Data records
********
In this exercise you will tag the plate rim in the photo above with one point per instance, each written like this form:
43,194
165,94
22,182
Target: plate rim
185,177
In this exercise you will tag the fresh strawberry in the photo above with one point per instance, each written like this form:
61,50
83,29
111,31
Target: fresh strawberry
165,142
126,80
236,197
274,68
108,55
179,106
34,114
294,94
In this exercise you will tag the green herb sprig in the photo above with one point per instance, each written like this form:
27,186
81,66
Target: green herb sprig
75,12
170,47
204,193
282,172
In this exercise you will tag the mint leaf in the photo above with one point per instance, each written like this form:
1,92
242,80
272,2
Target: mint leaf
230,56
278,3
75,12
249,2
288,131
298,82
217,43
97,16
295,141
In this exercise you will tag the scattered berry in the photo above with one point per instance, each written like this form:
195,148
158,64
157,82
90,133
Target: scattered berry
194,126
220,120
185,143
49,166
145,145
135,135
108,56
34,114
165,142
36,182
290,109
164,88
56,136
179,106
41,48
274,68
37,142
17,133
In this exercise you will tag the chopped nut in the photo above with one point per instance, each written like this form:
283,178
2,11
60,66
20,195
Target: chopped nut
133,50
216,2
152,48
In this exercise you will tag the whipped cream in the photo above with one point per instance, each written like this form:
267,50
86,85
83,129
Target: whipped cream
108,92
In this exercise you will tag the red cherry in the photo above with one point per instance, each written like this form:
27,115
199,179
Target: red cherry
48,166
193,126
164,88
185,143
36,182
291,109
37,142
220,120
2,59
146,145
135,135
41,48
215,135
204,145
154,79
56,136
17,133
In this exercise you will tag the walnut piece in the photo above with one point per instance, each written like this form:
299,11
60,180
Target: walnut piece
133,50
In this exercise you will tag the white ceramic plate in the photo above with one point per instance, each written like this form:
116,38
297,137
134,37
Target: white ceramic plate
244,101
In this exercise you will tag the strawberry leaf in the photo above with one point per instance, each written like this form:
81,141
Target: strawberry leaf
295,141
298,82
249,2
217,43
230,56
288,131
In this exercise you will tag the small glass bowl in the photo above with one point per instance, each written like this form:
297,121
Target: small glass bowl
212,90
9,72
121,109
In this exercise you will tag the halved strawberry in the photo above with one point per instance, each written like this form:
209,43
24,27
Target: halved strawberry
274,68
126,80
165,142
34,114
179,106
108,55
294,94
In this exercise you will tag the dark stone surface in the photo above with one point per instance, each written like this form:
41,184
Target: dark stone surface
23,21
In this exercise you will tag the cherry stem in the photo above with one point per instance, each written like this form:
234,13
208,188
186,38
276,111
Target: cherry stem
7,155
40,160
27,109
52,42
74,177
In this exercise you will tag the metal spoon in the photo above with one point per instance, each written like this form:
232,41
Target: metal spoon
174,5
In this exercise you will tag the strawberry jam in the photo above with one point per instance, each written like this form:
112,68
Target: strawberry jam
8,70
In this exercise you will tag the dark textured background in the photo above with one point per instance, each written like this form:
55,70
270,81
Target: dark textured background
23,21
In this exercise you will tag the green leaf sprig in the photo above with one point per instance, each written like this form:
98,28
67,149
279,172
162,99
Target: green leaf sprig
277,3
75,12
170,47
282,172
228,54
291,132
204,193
********
*WRITTEN PROBLEM:* Copy every one of these rows again, keeping each line the same as it appears.

*COMPLETE ANSWER:*
In this exercise you will tag the plate rim in the photo above with one point per instance, each written like this form:
43,194
165,94
22,182
Target: plate rim
185,177
In this exercise you will tag the fresh strawberry in the photo above with one point per instance, each written like this form:
61,50
83,29
111,31
Target: fresh strawberry
165,142
126,80
236,197
274,68
108,55
179,106
34,114
294,94
In this exercise you will tag the green herb sprig in the photo above with one point per instance, each written like this form:
27,186
81,66
Target: green herb sprig
75,12
170,47
204,193
282,172
In this exercise you will tag the mint leaf in the photo above with one point per instance, each written like this form:
1,92
242,80
272,2
Target: mint leaf
230,56
278,3
75,12
249,2
288,131
298,82
217,43
97,16
295,141
In this exercise you will tag the scattered berry in the photo above with one point per instance, each written like this form:
195,148
158,64
157,82
90,133
Target: scattered berry
194,126
220,120
185,143
49,166
145,145
135,135
108,56
34,114
165,142
36,182
290,109
164,88
56,136
179,106
41,48
274,68
37,142
17,133
In this exercise you will tag the chopped nut in the photo above with one point per instance, each written like this form:
283,178
2,11
60,66
20,195
Target: chopped nut
133,50
216,2
152,48
In this exercise you will tag the whipped cream in the photo above with one point per instance, each written like this form:
267,50
86,85
83,129
Target: whipped cream
108,92
In this exercise you will tag the red cherry in the photo above with one point per instance, each written like this form:
27,115
199,179
Target: red cherry
48,166
193,126
164,88
185,143
36,182
291,109
37,142
220,120
2,59
146,145
135,135
41,48
215,135
204,145
154,79
56,136
17,133
In this exercise you will tag the walnut piece in the photo above with one point per instance, each written like this form:
299,11
60,180
Target: walnut piece
133,50
In this exercise you will tag the white ceramic plate in the photo above with one point per instance, each written like this form:
116,38
297,137
134,37
Target: white ceramic plate
244,101
In this exercise you will tag the strawberry leaf in the photo above with one point per instance, each written like this form:
81,141
Target: strawberry leaf
295,141
298,82
249,2
217,43
230,56
288,131
In this exercise you will tag the small glass bowl in the photo above with one point per instance, each written like this form:
297,121
Target: small glass bowl
212,90
9,72
121,109
In this exercise you will tag the halved strawberry in the photo above with one point per instance, each written like this form:
209,43
24,27
Target: halved strawberry
274,68
126,80
165,142
34,114
179,106
108,55
294,94
In this exercise you will tag the dark stone surface in the photo above with one point per instance, each written like this form:
41,184
Target: dark stone surface
23,21
In this exercise you will tag the cherry stem in the photo above with one point per instance, each written like this form:
234,13
208,188
186,38
276,111
Target: cherry stem
7,155
40,160
27,109
52,42
74,177
In this exercise you will tag the metal spoon in the photo above with one point per instance, each written like this form:
232,41
Target: metal spoon
174,5
In this exercise you will tag the strawberry jam in the photo above with one point per instance, each written like this form:
112,68
Target: strawberry jam
8,70
In this exercise you will tag the dark textured background in the photo above with one point per instance, each written like this form:
55,70
270,81
Target: dark textured background
23,21
In this exercise you will tag the green leaf sprig in the photo above with one point per instance, each written like this form:
98,28
67,149
279,172
162,99
Target: green leaf sprig
277,3
75,12
170,47
282,172
228,54
291,132
204,193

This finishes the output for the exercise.